What to work on:
Count how many lines in the items below contain the string "background", with case counting, and reply with that number alone.

Material for this task:
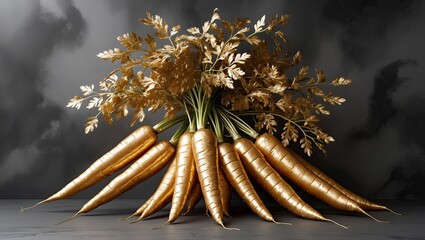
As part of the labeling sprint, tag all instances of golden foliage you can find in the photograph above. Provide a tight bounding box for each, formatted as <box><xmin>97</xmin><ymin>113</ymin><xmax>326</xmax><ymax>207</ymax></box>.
<box><xmin>68</xmin><ymin>9</ymin><xmax>351</xmax><ymax>154</ymax></box>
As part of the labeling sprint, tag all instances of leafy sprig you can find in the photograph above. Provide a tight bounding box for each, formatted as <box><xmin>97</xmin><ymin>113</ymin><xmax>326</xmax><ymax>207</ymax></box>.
<box><xmin>67</xmin><ymin>9</ymin><xmax>351</xmax><ymax>155</ymax></box>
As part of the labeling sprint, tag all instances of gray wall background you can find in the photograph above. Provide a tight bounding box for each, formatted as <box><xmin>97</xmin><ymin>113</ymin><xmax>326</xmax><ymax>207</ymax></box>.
<box><xmin>0</xmin><ymin>0</ymin><xmax>425</xmax><ymax>199</ymax></box>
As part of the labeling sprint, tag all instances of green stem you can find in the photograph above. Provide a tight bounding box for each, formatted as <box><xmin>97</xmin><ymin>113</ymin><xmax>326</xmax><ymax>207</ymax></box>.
<box><xmin>153</xmin><ymin>115</ymin><xmax>188</xmax><ymax>134</ymax></box>
<box><xmin>217</xmin><ymin>109</ymin><xmax>241</xmax><ymax>140</ymax></box>
<box><xmin>209</xmin><ymin>106</ymin><xmax>224</xmax><ymax>143</ymax></box>
<box><xmin>220</xmin><ymin>107</ymin><xmax>259</xmax><ymax>139</ymax></box>
<box><xmin>170</xmin><ymin>119</ymin><xmax>189</xmax><ymax>146</ymax></box>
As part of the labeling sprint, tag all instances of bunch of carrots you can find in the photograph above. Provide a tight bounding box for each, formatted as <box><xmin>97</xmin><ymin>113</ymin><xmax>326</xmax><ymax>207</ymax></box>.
<box><xmin>23</xmin><ymin>10</ymin><xmax>395</xmax><ymax>228</ymax></box>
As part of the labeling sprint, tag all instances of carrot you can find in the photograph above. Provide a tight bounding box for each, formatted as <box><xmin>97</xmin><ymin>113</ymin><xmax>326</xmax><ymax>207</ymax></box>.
<box><xmin>59</xmin><ymin>141</ymin><xmax>175</xmax><ymax>224</ymax></box>
<box><xmin>128</xmin><ymin>159</ymin><xmax>176</xmax><ymax>220</ymax></box>
<box><xmin>218</xmin><ymin>168</ymin><xmax>232</xmax><ymax>217</ymax></box>
<box><xmin>167</xmin><ymin>132</ymin><xmax>196</xmax><ymax>223</ymax></box>
<box><xmin>192</xmin><ymin>128</ymin><xmax>235</xmax><ymax>228</ymax></box>
<box><xmin>218</xmin><ymin>143</ymin><xmax>275</xmax><ymax>222</ymax></box>
<box><xmin>183</xmin><ymin>178</ymin><xmax>202</xmax><ymax>216</ymax></box>
<box><xmin>255</xmin><ymin>133</ymin><xmax>388</xmax><ymax>222</ymax></box>
<box><xmin>21</xmin><ymin>126</ymin><xmax>157</xmax><ymax>211</ymax></box>
<box><xmin>286</xmin><ymin>148</ymin><xmax>401</xmax><ymax>215</ymax></box>
<box><xmin>233</xmin><ymin>138</ymin><xmax>347</xmax><ymax>228</ymax></box>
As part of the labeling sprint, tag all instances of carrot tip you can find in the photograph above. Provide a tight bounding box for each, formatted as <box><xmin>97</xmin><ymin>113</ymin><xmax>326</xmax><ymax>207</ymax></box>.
<box><xmin>55</xmin><ymin>212</ymin><xmax>80</xmax><ymax>225</ymax></box>
<box><xmin>220</xmin><ymin>223</ymin><xmax>240</xmax><ymax>231</ymax></box>
<box><xmin>129</xmin><ymin>216</ymin><xmax>143</xmax><ymax>224</ymax></box>
<box><xmin>151</xmin><ymin>221</ymin><xmax>170</xmax><ymax>230</ymax></box>
<box><xmin>273</xmin><ymin>219</ymin><xmax>292</xmax><ymax>225</ymax></box>
<box><xmin>323</xmin><ymin>218</ymin><xmax>348</xmax><ymax>229</ymax></box>
<box><xmin>123</xmin><ymin>213</ymin><xmax>136</xmax><ymax>220</ymax></box>
<box><xmin>19</xmin><ymin>199</ymin><xmax>47</xmax><ymax>213</ymax></box>
<box><xmin>360</xmin><ymin>209</ymin><xmax>390</xmax><ymax>223</ymax></box>
<box><xmin>384</xmin><ymin>207</ymin><xmax>403</xmax><ymax>216</ymax></box>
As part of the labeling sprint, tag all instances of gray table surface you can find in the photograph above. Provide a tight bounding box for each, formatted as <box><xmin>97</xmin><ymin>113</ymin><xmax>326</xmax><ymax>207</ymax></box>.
<box><xmin>0</xmin><ymin>199</ymin><xmax>425</xmax><ymax>240</ymax></box>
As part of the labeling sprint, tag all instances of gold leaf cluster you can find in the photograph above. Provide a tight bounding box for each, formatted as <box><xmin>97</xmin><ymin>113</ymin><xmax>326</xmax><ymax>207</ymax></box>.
<box><xmin>68</xmin><ymin>9</ymin><xmax>351</xmax><ymax>154</ymax></box>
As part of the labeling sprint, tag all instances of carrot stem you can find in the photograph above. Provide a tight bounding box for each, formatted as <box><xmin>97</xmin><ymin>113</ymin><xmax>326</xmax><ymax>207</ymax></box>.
<box><xmin>55</xmin><ymin>212</ymin><xmax>81</xmax><ymax>225</ymax></box>
<box><xmin>323</xmin><ymin>218</ymin><xmax>348</xmax><ymax>229</ymax></box>
<box><xmin>153</xmin><ymin>114</ymin><xmax>188</xmax><ymax>134</ymax></box>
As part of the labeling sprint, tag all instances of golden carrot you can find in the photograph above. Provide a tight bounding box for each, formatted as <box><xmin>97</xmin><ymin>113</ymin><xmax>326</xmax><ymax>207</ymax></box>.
<box><xmin>233</xmin><ymin>138</ymin><xmax>346</xmax><ymax>228</ymax></box>
<box><xmin>22</xmin><ymin>126</ymin><xmax>157</xmax><ymax>211</ymax></box>
<box><xmin>192</xmin><ymin>128</ymin><xmax>224</xmax><ymax>227</ymax></box>
<box><xmin>130</xmin><ymin>159</ymin><xmax>176</xmax><ymax>219</ymax></box>
<box><xmin>167</xmin><ymin>132</ymin><xmax>196</xmax><ymax>223</ymax></box>
<box><xmin>61</xmin><ymin>141</ymin><xmax>175</xmax><ymax>223</ymax></box>
<box><xmin>217</xmin><ymin>168</ymin><xmax>232</xmax><ymax>217</ymax></box>
<box><xmin>183</xmin><ymin>177</ymin><xmax>202</xmax><ymax>216</ymax></box>
<box><xmin>218</xmin><ymin>143</ymin><xmax>275</xmax><ymax>222</ymax></box>
<box><xmin>255</xmin><ymin>133</ymin><xmax>388</xmax><ymax>222</ymax></box>
<box><xmin>286</xmin><ymin>148</ymin><xmax>400</xmax><ymax>215</ymax></box>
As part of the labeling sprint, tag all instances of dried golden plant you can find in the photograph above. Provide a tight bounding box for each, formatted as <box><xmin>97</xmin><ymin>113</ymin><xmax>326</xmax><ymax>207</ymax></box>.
<box><xmin>68</xmin><ymin>9</ymin><xmax>351</xmax><ymax>155</ymax></box>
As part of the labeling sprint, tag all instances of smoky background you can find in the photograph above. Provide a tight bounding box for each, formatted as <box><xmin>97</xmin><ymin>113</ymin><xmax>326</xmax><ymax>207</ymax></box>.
<box><xmin>0</xmin><ymin>0</ymin><xmax>425</xmax><ymax>199</ymax></box>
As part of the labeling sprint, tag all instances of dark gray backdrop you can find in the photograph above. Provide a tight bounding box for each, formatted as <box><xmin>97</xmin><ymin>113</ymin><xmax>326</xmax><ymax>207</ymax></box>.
<box><xmin>0</xmin><ymin>0</ymin><xmax>425</xmax><ymax>199</ymax></box>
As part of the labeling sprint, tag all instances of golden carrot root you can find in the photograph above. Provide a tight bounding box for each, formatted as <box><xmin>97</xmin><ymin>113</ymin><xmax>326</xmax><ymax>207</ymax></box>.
<box><xmin>21</xmin><ymin>126</ymin><xmax>157</xmax><ymax>212</ymax></box>
<box><xmin>234</xmin><ymin>138</ymin><xmax>346</xmax><ymax>228</ymax></box>
<box><xmin>286</xmin><ymin>148</ymin><xmax>401</xmax><ymax>215</ymax></box>
<box><xmin>218</xmin><ymin>143</ymin><xmax>275</xmax><ymax>222</ymax></box>
<box><xmin>130</xmin><ymin>159</ymin><xmax>176</xmax><ymax>221</ymax></box>
<box><xmin>61</xmin><ymin>141</ymin><xmax>175</xmax><ymax>223</ymax></box>
<box><xmin>218</xmin><ymin>168</ymin><xmax>232</xmax><ymax>217</ymax></box>
<box><xmin>255</xmin><ymin>133</ymin><xmax>388</xmax><ymax>222</ymax></box>
<box><xmin>183</xmin><ymin>177</ymin><xmax>202</xmax><ymax>216</ymax></box>
<box><xmin>192</xmin><ymin>128</ymin><xmax>224</xmax><ymax>227</ymax></box>
<box><xmin>167</xmin><ymin>132</ymin><xmax>196</xmax><ymax>223</ymax></box>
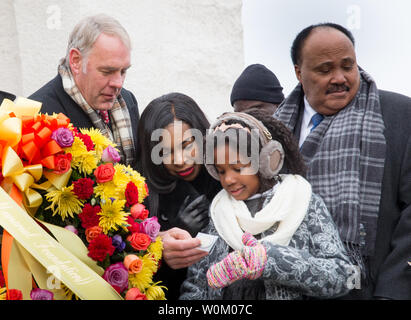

Correct output:
2